(Given text):
○ ○ ○ ○ ○ ○ ○

What you will find in this post:
· What success is…and isn’t
· How success relates to survival
· How successful people succeed
Note: This is another of my “backward” articles, written to enable each reader to get the information needed as fast as possible. This also lets you evaluate the article faster, to determine if it fits your interests. Your time is valuable. Feedback is welcome.
Success is what you think it is; the attainment of what’s important and satisfying to you. For most folks, it may well be a combination of accumulating money, eminence, and the satisfaction of benefiting others. Only you can determine what success is for you.
Success relates to survival in two direct ways:
1. Being successful in your work and personal life, by using Pareto’s Law will result in a net profit of time that can then be devoted to preparing to survive a disaster, without shorting other responsibilities. When applied to your finances, it can free up money to cover the expense.
2. The same activities that promote success in business and at home can be applied to successful surviving (highly recommended).
The best principle that will work here is Pareto’s Law, otherwise known as the 80/20 principle. I suggest that you implement it using a simple step-by-step method because it is a law of nature that is at work in your business, personal relationships, your finances, even the foods that you eat. You can harness this power to great benefit. This natural law will empower you to eliminate all time wasting, as well as activities that are not cost effective. It will also enable you to identify those activities. This law will set you free and free up an amazing percentage of time that typically results in frustration and anxiety.
A suggested method of implementation that I recommend is one that I learned recently from James Clear, in Entrepreneur Magazine http://www.entrepreneur.com This method is to not focus on goals. Mr. Clear cites reasons such as discouragement as his reason to implement and focus on a system to reach your desired outcome, instead of fixating on goals. As examples he shows that the writer’s system is to follow the schedule he or she sets for the accomplishment of the goal, and how a person who wants to run a marathon will focus on his or her training schedule and let the results fall into place, which will, if planned correctly, be the accomplishment of the goal. Here’s the link for the article. http://www.entrepreneur.com/article/230333
A person whose vision of success is limited to the acquisition of fame and fortune may well resort to unsavory tactics to bring his desire to fruition; think mafia bosses, drug cartels, etc. Such success, in my opinion, is not success at all for moral reasons, and because, as Malcolm Gladwell points out in his book The Tipping Point, all good things have a limit to their being good. For example, increased income is good up to the highest point that it doesn’t restrict or interfere with other important aspects of life, such as family life. When it does start to interfere with other aspects of one’s life, the goodness of the increase begins to diminish, and the benefit diminishes in proportion to its cost in other things of value.
By default, and through (skewed?) human nature, the world teaches us that success is measured in money and power over other people. After all, as an example, the rich guys are the ones who get elected to powerful positions; they are publicly revered above the rest of us and usually prove to the masses that they are unworthy of the power entrusted to them. Surely, there is a better measure of success.

○ ○ ○ ○ ○ ○ ○

(Collected data):
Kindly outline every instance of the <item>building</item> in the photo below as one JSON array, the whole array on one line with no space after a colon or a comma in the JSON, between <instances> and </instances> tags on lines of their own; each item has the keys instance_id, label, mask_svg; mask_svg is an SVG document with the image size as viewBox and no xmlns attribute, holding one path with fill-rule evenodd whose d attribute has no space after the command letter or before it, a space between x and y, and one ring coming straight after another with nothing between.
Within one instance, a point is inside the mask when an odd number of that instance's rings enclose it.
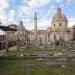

○ ○ ○ ○ ○ ○ ○

(Short problem 1): In the post on success and survival, what other name is given for Pareto's Law?
(Short problem 2): List every area of life in which the post on success and survival says Pareto's Law is at work.
(Short problem 3): Carry on the post on success and survival from its final sentence.

(Task response 1): The 80/20 principle.

(Task response 2): Your business, personal relationships, your finances, and the foods that you eat.

(Task response 3):
As I stated above, success is what you think it is. Webster’s Dictionary’s definition is: “favorable or desired outcome; also the attainment of wealth, favor or eminence.” Any of those things can be good, or any of them can be bad. It all depends upon our attitude towards them.
Most people that I talk to think of success as a combination of the three. They say that wealth is necessary to acquire the things that they need and want, and if they didn’t spend so much time making money, they could succeed in other ways. This suggests to me that most folks’ idea of success is to have more than enough money to just “get by,” while still having enough time to meet their family’s needs and desires abundantly and to tend to their own personal needs and desires. Such a balanced outlook, backed up by an organized plan for its attainment can avoid going over the “Tipping point” in any area, avoiding the law of diminishing returns.
Malcom Gladwell’s “Tipping point” is really an (unwitting?) explanation of the results of Pareto’s Law, the 80/20 Principle. Pareto’s Law says that 20% of your effort produces 80% of your results, and that if you zero in on the 20% that produces the 80% of results, you have almost maximized your benefit. Once you have identified and focused your activity on the super producing 20%, in most cases, you could skip the 80% of effort that produces poorly, or you can then apply the materiel and attention that makes the super producing 20% so effective to the remaining, or parts of the remaining under producing 80%.
The 80/20 principle is so obvious that you have probably observed it, but haven’t realized that it is a law of nature, that it affects you, and that it occurs almost everywhere. If you are a business owner who has ever said “If I could have 3 more employees like Sue, I could meet my customers’ needs in much less time,” or if you have tasks that you like because they consistently produce great results, but other tasks seem to be a bottleneck, you have experienced the 80/20 principle. If you have noticed that you have 10 rooms in your house, but do almost all of your living in 2 or 3 of them, you have noticed the 80/20 Principle.
Pareto’s Law applies in business to inventory, employees, thieves, shelf space, customers, suppliers. It applies to virtually every aspect of business. At home it applies to the space you have, compared to the space you use, to the food in your pantry, the utilities you use, the clothes in your closet, the time you spend with loved ones, etc.
Now, please realize that the numbers 80/20 can vary. Sometimes it’s 60/40, it can be 75/25 and occasionally you may find a 90/10 combination. As an example, I ran the numbers on the readership of this blog and found that 62% of my traffic occurred on Tuesday, Wednesday and Thursday and that only 38% of traffic came on the other 4 days of the week. That’s basically a 60/40 imbalance. By the days of the week that also means that 62% of traffic visits here during 42% of the available time. That tells me that, as a minimum I can effectively service most of my readers by publishing only 42% of the time, compared to the maximum possible.
What did I do with that information? I reduced my work load by reducing my postings to the three most effective days. What have the results been? A 44% increase in readership! I did that without depriving even a single reader, because if someone can only schedule time for this blog on one of the less productive days, they can still get the articles when they are ready for it. This illustrates Pareto’s Law, in that I was able to reduce my workload, by focusing on and nurturing only the 40% that produces 60% of results, in 40% of the time I was using. That nets me an additional 60% of that time for other activities of my choosing.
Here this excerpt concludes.